● Records to process:
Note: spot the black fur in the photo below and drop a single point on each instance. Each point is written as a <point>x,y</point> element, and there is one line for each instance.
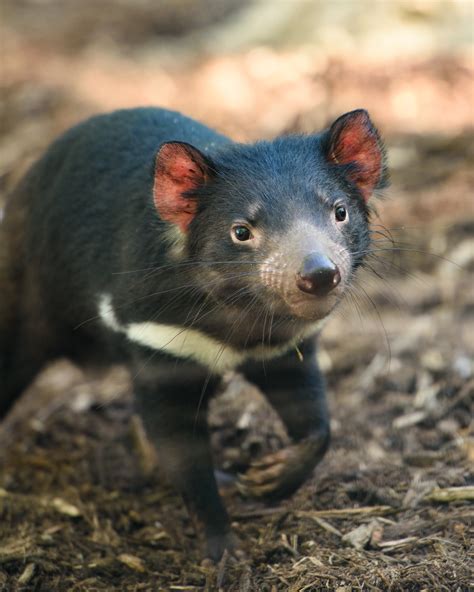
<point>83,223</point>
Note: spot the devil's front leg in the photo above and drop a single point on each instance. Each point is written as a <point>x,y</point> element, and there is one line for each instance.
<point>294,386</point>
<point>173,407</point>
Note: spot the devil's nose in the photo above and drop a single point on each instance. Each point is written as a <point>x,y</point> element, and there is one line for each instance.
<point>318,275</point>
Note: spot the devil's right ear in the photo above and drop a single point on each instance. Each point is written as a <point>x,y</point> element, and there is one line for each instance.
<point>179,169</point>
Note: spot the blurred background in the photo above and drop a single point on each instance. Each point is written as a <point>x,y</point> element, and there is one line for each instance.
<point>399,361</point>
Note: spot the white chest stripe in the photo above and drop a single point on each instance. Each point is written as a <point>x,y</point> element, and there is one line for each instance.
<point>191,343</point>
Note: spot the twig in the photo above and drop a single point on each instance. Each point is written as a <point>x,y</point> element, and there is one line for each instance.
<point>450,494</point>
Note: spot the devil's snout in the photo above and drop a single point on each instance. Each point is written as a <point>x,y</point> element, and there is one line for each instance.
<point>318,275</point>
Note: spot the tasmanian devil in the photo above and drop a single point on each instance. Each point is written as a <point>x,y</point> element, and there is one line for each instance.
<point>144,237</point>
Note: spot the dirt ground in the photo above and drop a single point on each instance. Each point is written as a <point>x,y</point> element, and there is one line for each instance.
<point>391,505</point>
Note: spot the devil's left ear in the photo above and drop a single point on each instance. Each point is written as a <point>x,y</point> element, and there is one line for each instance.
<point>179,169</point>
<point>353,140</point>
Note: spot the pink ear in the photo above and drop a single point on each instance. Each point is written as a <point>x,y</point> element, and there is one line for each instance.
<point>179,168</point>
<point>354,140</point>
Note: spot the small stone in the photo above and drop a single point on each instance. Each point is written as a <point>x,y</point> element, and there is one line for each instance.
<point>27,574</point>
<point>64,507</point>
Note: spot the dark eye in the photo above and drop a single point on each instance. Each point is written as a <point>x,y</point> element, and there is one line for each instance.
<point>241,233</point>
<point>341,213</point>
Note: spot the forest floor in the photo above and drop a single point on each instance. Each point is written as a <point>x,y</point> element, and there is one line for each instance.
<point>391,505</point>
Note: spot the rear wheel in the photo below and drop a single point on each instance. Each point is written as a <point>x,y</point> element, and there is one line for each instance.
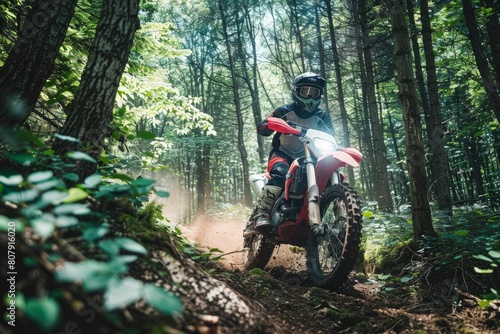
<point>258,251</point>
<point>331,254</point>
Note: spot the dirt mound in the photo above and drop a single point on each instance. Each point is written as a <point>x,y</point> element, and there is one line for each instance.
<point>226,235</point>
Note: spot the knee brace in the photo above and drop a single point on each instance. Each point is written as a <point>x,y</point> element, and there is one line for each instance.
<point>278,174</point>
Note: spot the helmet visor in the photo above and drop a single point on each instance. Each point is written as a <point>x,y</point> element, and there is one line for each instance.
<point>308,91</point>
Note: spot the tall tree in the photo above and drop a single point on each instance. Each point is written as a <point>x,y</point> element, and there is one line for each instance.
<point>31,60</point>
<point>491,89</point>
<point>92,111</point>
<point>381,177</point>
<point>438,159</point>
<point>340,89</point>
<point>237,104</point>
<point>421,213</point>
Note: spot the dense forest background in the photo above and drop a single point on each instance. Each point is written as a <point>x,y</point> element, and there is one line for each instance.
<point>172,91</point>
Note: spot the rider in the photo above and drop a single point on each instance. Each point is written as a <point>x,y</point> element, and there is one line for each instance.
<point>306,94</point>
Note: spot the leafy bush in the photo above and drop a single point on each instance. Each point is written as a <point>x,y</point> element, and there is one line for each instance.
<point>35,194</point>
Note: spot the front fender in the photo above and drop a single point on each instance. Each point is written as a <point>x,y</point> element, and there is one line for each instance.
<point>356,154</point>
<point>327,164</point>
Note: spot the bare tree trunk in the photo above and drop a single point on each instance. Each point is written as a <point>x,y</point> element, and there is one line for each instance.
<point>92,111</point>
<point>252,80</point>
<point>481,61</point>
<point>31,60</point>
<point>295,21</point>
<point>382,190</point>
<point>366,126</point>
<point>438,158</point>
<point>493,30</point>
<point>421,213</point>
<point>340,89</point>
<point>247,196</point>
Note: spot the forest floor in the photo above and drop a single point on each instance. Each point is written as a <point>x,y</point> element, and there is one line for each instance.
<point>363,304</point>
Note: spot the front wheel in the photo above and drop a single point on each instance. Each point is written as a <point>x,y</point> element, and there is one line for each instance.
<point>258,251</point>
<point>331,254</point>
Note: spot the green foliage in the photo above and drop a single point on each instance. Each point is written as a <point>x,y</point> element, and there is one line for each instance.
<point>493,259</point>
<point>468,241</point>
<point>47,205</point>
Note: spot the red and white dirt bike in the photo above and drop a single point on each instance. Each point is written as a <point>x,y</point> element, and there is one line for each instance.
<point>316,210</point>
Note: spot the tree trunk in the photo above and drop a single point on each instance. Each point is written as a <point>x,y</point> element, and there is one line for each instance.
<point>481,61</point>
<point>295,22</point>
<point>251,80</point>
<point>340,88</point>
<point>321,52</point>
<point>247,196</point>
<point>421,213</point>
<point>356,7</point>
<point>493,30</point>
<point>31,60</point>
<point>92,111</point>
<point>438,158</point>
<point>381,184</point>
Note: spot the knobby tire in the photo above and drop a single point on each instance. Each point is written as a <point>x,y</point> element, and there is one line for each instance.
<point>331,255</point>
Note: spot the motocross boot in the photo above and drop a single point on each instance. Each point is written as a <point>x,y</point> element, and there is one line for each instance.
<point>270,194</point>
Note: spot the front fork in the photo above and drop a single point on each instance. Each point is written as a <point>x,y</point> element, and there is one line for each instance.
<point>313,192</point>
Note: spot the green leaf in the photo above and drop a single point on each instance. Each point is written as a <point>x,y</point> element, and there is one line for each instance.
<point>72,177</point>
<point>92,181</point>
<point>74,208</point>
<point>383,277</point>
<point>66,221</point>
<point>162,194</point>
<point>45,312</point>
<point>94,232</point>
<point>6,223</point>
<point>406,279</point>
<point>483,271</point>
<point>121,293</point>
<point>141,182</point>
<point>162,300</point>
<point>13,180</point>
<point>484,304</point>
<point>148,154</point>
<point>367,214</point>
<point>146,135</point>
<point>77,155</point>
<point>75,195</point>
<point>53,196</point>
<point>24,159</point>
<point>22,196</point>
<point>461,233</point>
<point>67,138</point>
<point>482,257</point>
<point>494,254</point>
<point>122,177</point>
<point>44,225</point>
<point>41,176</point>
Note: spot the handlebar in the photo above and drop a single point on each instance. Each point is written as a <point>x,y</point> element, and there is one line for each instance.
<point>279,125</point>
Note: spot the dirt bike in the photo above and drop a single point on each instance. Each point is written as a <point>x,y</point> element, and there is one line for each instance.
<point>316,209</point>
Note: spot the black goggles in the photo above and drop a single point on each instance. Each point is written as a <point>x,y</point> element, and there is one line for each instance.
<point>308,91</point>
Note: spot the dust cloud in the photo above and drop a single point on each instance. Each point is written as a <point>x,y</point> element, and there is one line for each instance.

* * *

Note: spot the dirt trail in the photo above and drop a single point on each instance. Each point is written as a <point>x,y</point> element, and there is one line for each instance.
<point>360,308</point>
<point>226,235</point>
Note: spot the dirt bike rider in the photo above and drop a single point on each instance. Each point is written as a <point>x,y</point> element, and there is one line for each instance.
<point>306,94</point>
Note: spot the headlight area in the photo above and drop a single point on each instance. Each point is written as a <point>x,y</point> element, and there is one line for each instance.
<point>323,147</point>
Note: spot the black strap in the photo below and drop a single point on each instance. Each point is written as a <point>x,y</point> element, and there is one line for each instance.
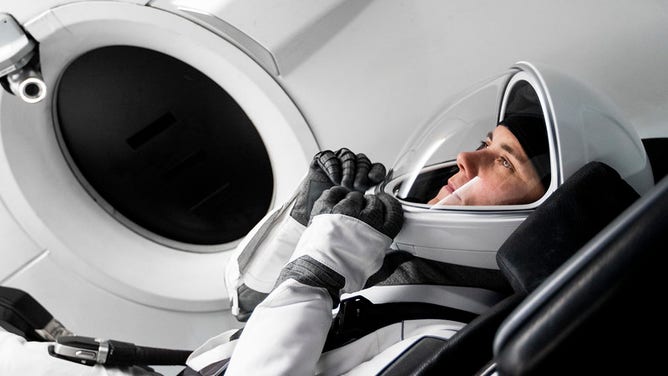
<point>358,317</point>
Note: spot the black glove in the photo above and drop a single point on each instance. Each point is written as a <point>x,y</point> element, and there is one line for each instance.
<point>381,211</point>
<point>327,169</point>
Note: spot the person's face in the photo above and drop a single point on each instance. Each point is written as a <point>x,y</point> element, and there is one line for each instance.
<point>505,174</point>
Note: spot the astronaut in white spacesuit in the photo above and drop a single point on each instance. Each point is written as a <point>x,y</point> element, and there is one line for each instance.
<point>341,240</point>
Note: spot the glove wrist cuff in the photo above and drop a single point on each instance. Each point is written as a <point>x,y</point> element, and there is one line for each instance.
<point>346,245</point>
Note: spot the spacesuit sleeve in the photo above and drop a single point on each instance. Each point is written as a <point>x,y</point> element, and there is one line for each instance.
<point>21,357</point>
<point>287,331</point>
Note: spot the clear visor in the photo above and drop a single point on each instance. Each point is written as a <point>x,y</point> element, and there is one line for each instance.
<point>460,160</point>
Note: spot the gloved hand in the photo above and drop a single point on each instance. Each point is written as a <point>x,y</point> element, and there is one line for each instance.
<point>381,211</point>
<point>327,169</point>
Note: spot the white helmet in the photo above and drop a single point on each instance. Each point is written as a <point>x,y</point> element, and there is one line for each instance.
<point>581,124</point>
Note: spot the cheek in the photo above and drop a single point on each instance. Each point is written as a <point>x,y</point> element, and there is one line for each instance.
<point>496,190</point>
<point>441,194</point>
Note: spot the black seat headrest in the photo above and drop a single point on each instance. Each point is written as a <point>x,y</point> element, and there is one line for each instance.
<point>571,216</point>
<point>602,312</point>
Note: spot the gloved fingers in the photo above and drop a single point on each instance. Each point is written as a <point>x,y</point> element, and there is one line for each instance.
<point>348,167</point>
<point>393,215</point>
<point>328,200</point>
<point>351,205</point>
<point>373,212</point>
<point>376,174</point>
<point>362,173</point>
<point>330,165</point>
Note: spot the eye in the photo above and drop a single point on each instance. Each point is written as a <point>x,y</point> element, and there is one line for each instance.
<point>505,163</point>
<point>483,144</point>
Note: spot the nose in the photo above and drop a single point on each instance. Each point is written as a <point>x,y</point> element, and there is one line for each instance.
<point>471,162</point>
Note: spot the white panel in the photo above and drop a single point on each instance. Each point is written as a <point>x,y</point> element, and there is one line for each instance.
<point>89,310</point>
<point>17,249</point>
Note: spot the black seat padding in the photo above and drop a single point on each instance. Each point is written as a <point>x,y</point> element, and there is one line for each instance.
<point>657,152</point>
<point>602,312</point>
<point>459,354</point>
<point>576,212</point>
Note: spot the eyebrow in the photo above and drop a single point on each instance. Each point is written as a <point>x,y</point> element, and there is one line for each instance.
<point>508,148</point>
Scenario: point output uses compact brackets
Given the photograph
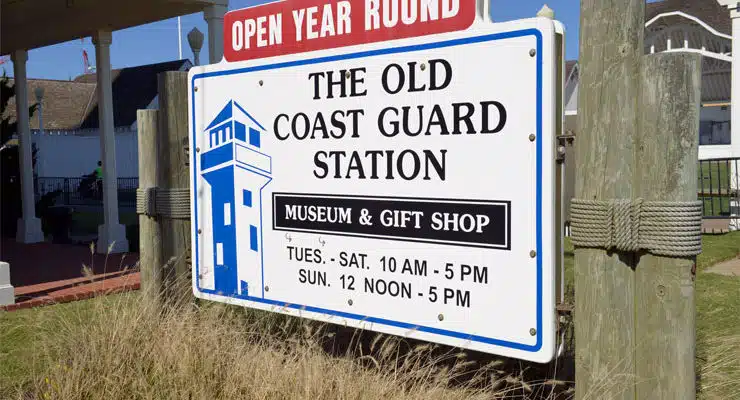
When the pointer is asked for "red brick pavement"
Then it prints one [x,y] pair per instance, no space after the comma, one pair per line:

...

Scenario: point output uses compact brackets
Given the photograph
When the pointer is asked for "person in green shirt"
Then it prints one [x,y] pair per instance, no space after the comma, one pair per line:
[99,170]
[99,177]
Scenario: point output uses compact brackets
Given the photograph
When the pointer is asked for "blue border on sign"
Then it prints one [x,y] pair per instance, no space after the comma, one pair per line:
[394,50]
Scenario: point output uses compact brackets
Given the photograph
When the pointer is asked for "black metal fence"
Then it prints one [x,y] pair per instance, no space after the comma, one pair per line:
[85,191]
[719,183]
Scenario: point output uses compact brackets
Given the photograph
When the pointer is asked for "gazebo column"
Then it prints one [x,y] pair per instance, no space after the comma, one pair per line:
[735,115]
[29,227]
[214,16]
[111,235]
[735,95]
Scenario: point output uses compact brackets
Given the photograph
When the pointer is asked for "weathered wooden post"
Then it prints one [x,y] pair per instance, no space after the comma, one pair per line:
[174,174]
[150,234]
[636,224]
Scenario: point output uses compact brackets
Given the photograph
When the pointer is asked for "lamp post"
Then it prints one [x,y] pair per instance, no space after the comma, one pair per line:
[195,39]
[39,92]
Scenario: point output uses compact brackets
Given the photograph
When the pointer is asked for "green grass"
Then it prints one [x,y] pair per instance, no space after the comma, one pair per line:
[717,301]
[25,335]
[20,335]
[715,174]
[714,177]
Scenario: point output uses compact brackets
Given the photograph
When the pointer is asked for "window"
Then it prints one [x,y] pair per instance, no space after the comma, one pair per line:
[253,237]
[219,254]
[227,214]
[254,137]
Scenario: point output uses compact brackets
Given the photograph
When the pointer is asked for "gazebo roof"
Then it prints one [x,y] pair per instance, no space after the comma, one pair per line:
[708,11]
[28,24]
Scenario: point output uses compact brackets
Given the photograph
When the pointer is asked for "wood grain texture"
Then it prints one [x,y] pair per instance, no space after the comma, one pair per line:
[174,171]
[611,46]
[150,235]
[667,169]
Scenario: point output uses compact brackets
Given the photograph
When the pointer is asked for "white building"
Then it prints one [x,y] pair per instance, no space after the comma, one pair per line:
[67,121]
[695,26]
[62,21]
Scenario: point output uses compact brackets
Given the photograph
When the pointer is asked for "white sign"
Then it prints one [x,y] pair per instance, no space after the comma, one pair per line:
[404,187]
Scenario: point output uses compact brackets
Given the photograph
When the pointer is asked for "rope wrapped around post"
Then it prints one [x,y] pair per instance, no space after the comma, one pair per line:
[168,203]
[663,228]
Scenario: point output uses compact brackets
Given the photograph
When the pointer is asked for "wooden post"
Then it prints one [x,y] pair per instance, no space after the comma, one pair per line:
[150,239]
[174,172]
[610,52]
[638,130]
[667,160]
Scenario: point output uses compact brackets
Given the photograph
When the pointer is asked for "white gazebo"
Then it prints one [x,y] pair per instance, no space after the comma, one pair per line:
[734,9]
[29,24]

● Aim of the exercise:
Recast the lines into a two-column CSV headed instruction and points. Begin at the line that has "Note: spot the leafy", stop after the line that has "<point>316,210</point>", and write one row per "Note:" line: its text goes in instruction and the lines after it go in points, joined by spaces, with each field in double quotes.

● Answer to the task:
instruction,points
"Note: spot the leafy bush in the photo above and drop a single point on each instance. Each point is written as a <point>x,y</point> element, and there is one line for each instance.","<point>35,194</point>"
"Note: spot the front fender in the photo above and drop a single point on each instance. Each point is written as a <point>x,y</point> element, and there is one line for each instance.","<point>356,154</point> <point>327,164</point>"
"Note: spot the bare tree trunk in the photo above and drop a single point on each instance. Each point is written as a <point>x,y</point> element, and there is one line for each instance.","<point>92,111</point> <point>252,80</point> <point>481,61</point> <point>31,60</point> <point>295,21</point> <point>382,190</point> <point>366,126</point> <point>438,158</point> <point>493,30</point> <point>421,213</point> <point>340,89</point> <point>247,196</point>"
"Note: spot the forest floor in the photo above and drop a single point on each instance. Each point is written as a <point>x,y</point> element, and there is one line for each instance.","<point>363,304</point>"
"Note: spot the front wheel in the photo above and drop a single point on each instance. Each point is written as a <point>x,y</point> element, and there is one line for each instance.","<point>258,251</point> <point>331,254</point>"
"Note: spot the green foliage in the photo above and drop a single point on each instance. Each point is written as a <point>x,y</point> element, and there is one line for each instance.","<point>493,259</point> <point>468,241</point> <point>47,205</point>"
"Note: spot the red and white dirt bike in the photo above and drop a single point on each instance. Each point is written as a <point>x,y</point> element, and there is one line for each instance.","<point>316,210</point>"